- SUPPLIED RECORDS
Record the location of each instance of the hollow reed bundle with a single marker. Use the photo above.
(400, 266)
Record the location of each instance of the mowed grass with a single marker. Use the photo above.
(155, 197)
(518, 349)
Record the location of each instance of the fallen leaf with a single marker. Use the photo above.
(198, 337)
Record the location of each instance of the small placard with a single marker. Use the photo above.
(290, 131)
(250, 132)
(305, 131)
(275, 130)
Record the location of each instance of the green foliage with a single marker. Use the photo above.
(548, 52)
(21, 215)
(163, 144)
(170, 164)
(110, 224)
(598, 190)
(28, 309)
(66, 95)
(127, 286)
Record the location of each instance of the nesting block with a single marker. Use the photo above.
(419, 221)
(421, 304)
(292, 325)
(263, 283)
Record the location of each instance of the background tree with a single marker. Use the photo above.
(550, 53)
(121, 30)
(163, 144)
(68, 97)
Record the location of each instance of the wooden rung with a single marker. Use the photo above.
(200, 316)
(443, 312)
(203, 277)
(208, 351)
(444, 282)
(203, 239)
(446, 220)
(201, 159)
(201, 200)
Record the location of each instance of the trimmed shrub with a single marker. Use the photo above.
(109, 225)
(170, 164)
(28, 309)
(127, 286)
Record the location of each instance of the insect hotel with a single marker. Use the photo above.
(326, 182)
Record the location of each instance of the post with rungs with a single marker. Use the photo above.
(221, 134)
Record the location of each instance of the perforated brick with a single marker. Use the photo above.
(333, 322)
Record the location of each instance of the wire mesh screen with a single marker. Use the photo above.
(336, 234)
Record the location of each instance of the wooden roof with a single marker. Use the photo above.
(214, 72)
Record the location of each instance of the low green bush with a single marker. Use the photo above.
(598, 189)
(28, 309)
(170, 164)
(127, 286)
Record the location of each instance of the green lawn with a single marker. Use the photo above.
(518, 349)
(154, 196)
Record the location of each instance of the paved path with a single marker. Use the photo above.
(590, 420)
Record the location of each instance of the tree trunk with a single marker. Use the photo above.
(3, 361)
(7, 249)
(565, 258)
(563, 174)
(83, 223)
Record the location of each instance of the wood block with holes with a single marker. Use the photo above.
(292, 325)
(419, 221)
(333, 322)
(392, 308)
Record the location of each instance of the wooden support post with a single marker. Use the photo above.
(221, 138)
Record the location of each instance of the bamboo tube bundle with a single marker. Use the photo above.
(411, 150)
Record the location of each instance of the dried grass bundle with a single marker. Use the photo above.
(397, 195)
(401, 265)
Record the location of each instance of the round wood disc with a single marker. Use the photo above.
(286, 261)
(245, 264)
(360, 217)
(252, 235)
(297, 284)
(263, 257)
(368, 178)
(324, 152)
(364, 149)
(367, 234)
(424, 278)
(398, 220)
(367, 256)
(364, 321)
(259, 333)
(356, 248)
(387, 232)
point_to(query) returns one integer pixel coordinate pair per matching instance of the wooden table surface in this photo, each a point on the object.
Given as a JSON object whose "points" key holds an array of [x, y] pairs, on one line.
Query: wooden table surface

- TASK REQUIREMENTS
Give all the entries again exactly; leave none out.

- SOLUTION BELOW
Record the location of each instance of the hollow reed bundle with a single marker. Use the photo above.
(400, 266)
Record the location of each instance of the mowed grass with a single marker. Use the photo above.
(155, 197)
(518, 349)
Record the location of each instance of the fallen leaf with a single marker. Use the photo above.
(198, 337)
Record the location of each instance of the small placard with a single marker. Use the photo above.
(290, 131)
(250, 132)
(305, 131)
(275, 130)
Record the location of each instance of the green foliage with a single marker. Use the photo above.
(548, 52)
(21, 215)
(163, 144)
(170, 164)
(110, 224)
(598, 190)
(28, 309)
(66, 95)
(127, 286)
Record the location of each instance of the nesting block with a single marker. Use the photo above.
(419, 221)
(421, 304)
(292, 325)
(263, 283)
Record the location of each instance of the background tree with a single marker. Use the photo above.
(550, 53)
(121, 30)
(163, 144)
(68, 97)
Record the location of each instance of the wooden rung with a single marker. Use the photo above.
(200, 316)
(443, 312)
(203, 277)
(208, 351)
(444, 282)
(203, 239)
(446, 220)
(201, 159)
(201, 200)
Record the location of each instance of the trimmed shrub with a single marker. Use the photo above.
(109, 225)
(170, 164)
(28, 309)
(127, 286)
Record the location of each instance of the insect hotel with a single marker. Use the photo above.
(326, 182)
Record the location of each instance of the post with rungs with a single marker. Use the photo above.
(221, 134)
Record the location of each instance of the perforated brick with a single marker. Use the photo above.
(333, 322)
Record the location of each instance of the wire mesh screen with a single marker. Use the photo above.
(336, 234)
Record the location of each instance of the wooden roof with a single marker. Use the photo above.
(214, 72)
Record the location of each instance of the low green bush with a single marker. Use the photo above.
(598, 189)
(28, 309)
(170, 164)
(127, 286)
Record the location of each instance of the green lawn with a single marker. Use the photo above.
(518, 349)
(154, 196)
Record the location of each instance of the paved path with a single marker. Use the photo above.
(590, 420)
Record the location of each instance of the tree trunk with a single marker. Use the photo above.
(3, 361)
(7, 249)
(565, 258)
(563, 174)
(83, 223)
Record the location of each instance of the wood block with holes with a single marker. Use the photo above.
(292, 325)
(419, 221)
(333, 322)
(392, 308)
Record the location of each instance of the wooden support post with a single marker. Use the photo above.
(221, 138)
Record the location of each instance of the bamboo tube bundle with a single marker. Use the photo above.
(411, 150)
Record the location of each instance of the dried grass bundle with a single marker. Use the photo above.
(397, 195)
(401, 265)
Record the location of each instance of the round wood disc with a single marker. Use the photo above.
(286, 261)
(245, 264)
(360, 217)
(252, 235)
(297, 284)
(263, 257)
(368, 178)
(324, 152)
(364, 149)
(367, 234)
(424, 278)
(398, 220)
(367, 256)
(364, 321)
(259, 333)
(356, 248)
(387, 232)
point_to(query) returns one integer pixel coordinate pair per matching instance of the wooden table surface in this photo, each a point on the object.
Given as a JSON object whose "points" key holds an array of [x, y] pairs, on one line.
Query: wooden table surface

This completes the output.